* Short exercise
Reproduce the following records word for word, leaving out the pictures.

* Records to use
----------

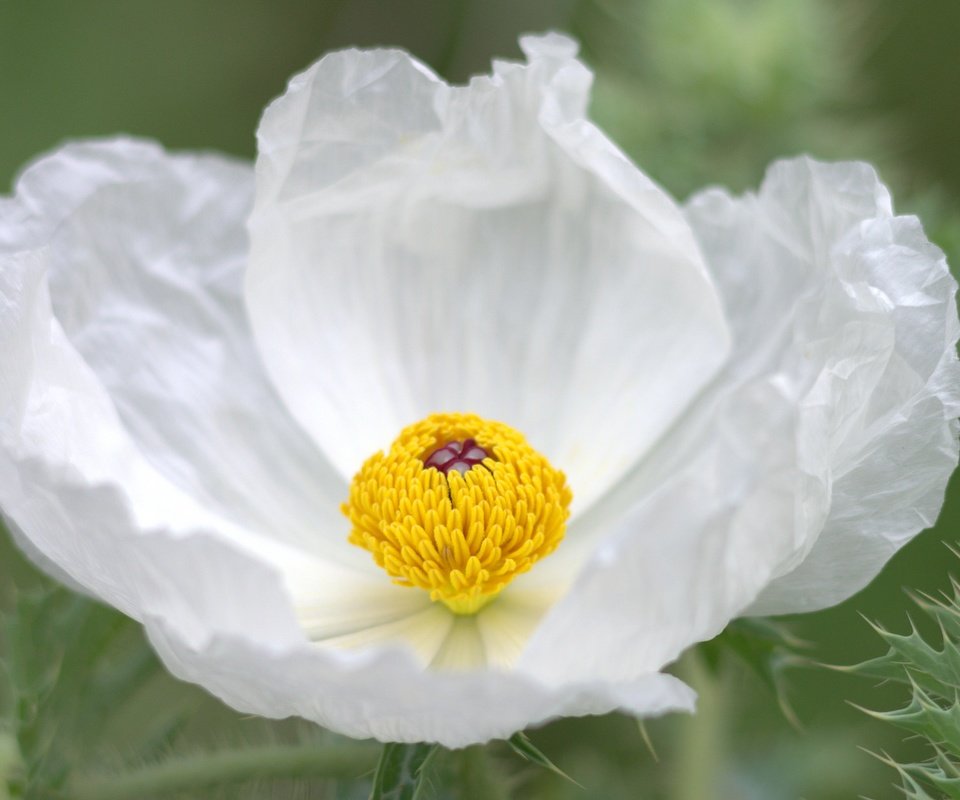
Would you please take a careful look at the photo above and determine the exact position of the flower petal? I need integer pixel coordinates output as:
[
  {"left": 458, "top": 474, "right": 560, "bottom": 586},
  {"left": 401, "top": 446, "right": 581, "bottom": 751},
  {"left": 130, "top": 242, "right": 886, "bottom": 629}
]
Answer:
[
  {"left": 519, "top": 159, "right": 960, "bottom": 682},
  {"left": 0, "top": 140, "right": 361, "bottom": 565},
  {"left": 247, "top": 36, "right": 728, "bottom": 510},
  {"left": 690, "top": 159, "right": 960, "bottom": 614}
]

----------

* Finished exercise
Would you please take a careful look at the photo above and determine the exact position of the flower petal? I need integer pixel coordinates output as:
[
  {"left": 458, "top": 474, "right": 560, "bottom": 586},
  {"left": 401, "top": 446, "right": 581, "bottom": 751},
  {"left": 130, "top": 242, "right": 886, "bottom": 629}
]
Answer:
[
  {"left": 519, "top": 159, "right": 960, "bottom": 682},
  {"left": 0, "top": 140, "right": 361, "bottom": 565},
  {"left": 247, "top": 36, "right": 728, "bottom": 510},
  {"left": 690, "top": 159, "right": 960, "bottom": 614}
]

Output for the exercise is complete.